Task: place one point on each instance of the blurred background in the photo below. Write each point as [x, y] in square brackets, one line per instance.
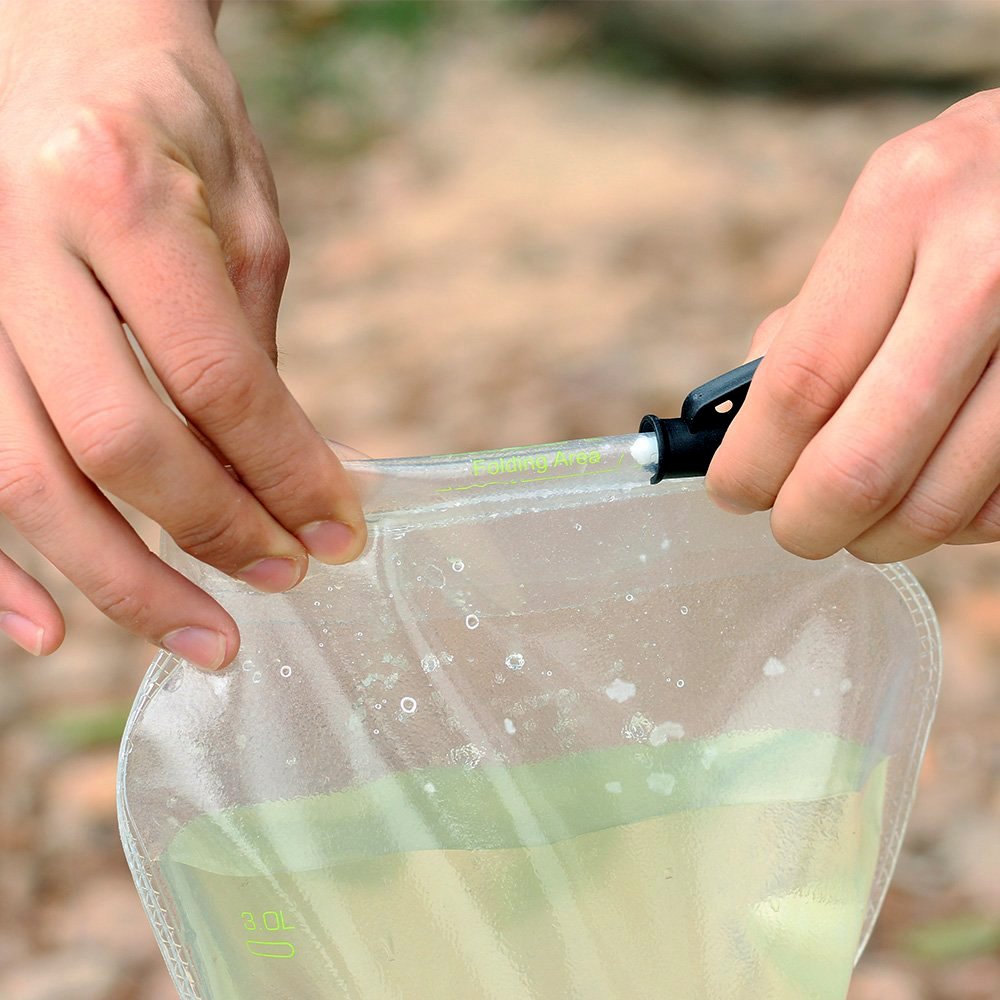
[515, 222]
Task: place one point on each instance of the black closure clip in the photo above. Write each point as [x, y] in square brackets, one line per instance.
[687, 443]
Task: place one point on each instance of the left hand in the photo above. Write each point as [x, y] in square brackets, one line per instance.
[873, 422]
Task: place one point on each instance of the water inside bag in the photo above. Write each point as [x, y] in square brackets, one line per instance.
[557, 734]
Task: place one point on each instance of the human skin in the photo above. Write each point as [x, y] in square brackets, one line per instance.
[873, 421]
[132, 187]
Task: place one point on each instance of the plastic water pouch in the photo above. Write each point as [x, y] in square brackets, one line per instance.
[558, 733]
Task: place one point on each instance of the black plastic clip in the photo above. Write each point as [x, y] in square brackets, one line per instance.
[687, 443]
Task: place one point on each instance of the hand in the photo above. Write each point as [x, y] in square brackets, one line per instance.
[133, 187]
[873, 422]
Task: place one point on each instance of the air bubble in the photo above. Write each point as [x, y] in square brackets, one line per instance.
[620, 691]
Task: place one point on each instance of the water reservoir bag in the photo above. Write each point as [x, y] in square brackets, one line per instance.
[558, 734]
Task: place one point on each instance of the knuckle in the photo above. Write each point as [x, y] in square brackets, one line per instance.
[915, 160]
[128, 608]
[95, 153]
[213, 542]
[211, 380]
[259, 257]
[806, 383]
[856, 481]
[985, 526]
[109, 441]
[23, 483]
[930, 517]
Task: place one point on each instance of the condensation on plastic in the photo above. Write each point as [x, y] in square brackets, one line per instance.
[513, 608]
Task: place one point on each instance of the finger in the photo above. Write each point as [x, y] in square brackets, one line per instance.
[769, 329]
[28, 615]
[122, 436]
[953, 490]
[827, 338]
[863, 462]
[985, 526]
[62, 514]
[184, 311]
[256, 255]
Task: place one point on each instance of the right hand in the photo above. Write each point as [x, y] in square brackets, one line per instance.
[132, 187]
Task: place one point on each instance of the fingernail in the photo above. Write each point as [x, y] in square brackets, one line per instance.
[273, 575]
[203, 647]
[329, 541]
[23, 631]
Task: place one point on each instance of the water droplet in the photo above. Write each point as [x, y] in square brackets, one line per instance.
[666, 731]
[773, 667]
[468, 755]
[637, 728]
[620, 691]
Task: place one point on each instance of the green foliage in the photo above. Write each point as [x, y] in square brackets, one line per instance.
[333, 77]
[84, 728]
[952, 938]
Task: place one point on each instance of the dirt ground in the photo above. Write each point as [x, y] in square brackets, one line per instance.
[511, 243]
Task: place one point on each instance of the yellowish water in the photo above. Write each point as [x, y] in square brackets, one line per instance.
[532, 882]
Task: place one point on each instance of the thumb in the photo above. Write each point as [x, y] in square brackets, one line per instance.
[767, 331]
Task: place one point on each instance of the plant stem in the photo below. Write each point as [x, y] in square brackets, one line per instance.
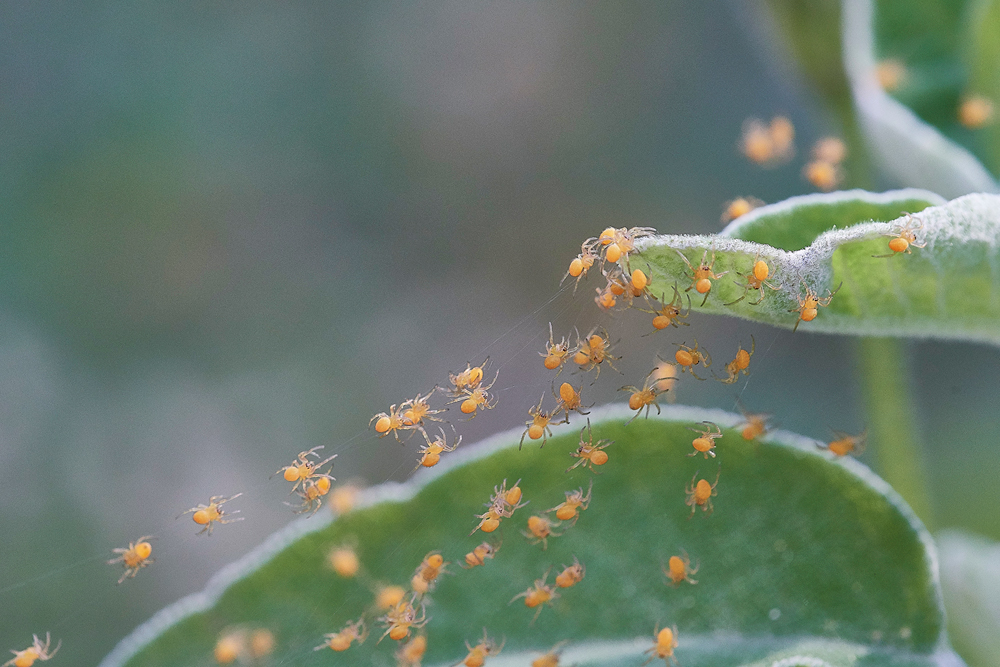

--------------------------------

*The task*.
Print every record above word for word, leaving out the pictures.

*Result of this task*.
Task: place one point on each instance of the blurred background in the photo below. Write each point as [x, y] in square brackets, one line per instance.
[515, 222]
Task: place one point on each instance of the black closure clip in the photo above. Write each point as [x, y] in square brackets, one line per instance.
[687, 443]
Task: place one point on each instance of the left hand in the photo above. Write each point as [x, y] in square brackets, one line per instance.
[873, 422]
Task: place one point on each instance of the water inside bag in the photo above. Write each point as [x, y] in square brackets, one line per instance.
[557, 734]
Task: place one point on each instance of the human skin in the photo above. Write each point as [x, y] in square brackets, one line per instance.
[873, 421]
[132, 187]
Task: place one point on each instance of the plastic water pouch in the photo above. Write each point as [x, y] in square brackets, one line per instance.
[558, 733]
Task: place one point on each instance of the black plastic clip in the photo above. Write each point as [x, y] in square brackets, one line per instance.
[687, 443]
Task: place one point on each instance of the hand in the photo above. Write each point as [x, y] in square brackets, one line per instance.
[133, 187]
[873, 422]
Task: place one point on each instance of the air bubble in the photo above. Write each point as [x, y] in square brackets, one line per instance.
[620, 691]
Task: place one point on each instance of the water reservoir bag in the photo above. Write each point as [x, y] in square brackets, one line per instance.
[558, 734]
Task: place one point on each instance of the knuckle in the photo above. Write each point as [x, y] in square brackets, one line per instance.
[915, 160]
[128, 608]
[95, 153]
[213, 542]
[211, 380]
[259, 257]
[806, 383]
[856, 481]
[985, 526]
[109, 441]
[23, 483]
[930, 517]
Task: place one point on each instance of the condensation on plastic in the photo above. Write each point as [x, y] in square brackets, one line per instance.
[513, 608]
Task: place one point on each instance of the finger in the photo above. Write each point as [x, y] in square brackets, one line per instance.
[769, 329]
[28, 615]
[122, 436]
[953, 490]
[827, 338]
[863, 462]
[985, 526]
[62, 514]
[184, 311]
[256, 255]
Task: place one point on each instance of the right hand in the photo above. Write each point as [x, y] in square brackets, one line per instance.
[132, 187]
Task: place one point on each instance of the fingernail in the photo above. Write each point as [x, y] in square brackets, one line per instance.
[273, 575]
[203, 647]
[329, 541]
[23, 631]
Task: place one point on each instance of the water droplet in the photo above. Write each point as [x, y] in square brackets, one line per instance.
[666, 731]
[773, 667]
[468, 755]
[637, 728]
[620, 691]
Task: place one point on each instance of the green foliage in the photo above. Write each point as [x, y] in square brackets, one line per instance.
[333, 77]
[84, 728]
[952, 938]
Task: place one point on each instance of the dirt ground in the photo above. Write each point as [x, y] in square brackets, one line per instance.
[511, 243]
Task: place one point on each instance of the yellowish water in the photo above. Write each point as [x, y] in square brackets, one line per instance.
[532, 882]
Task: place one point on each instance of the thumb in the photo above. Write each point as [x, y] in square brackets, one line per instance.
[767, 331]
Task: place one point on each instance of the plant stem in the photo below. Write each point as [x, y] in square brackets, one line per instance.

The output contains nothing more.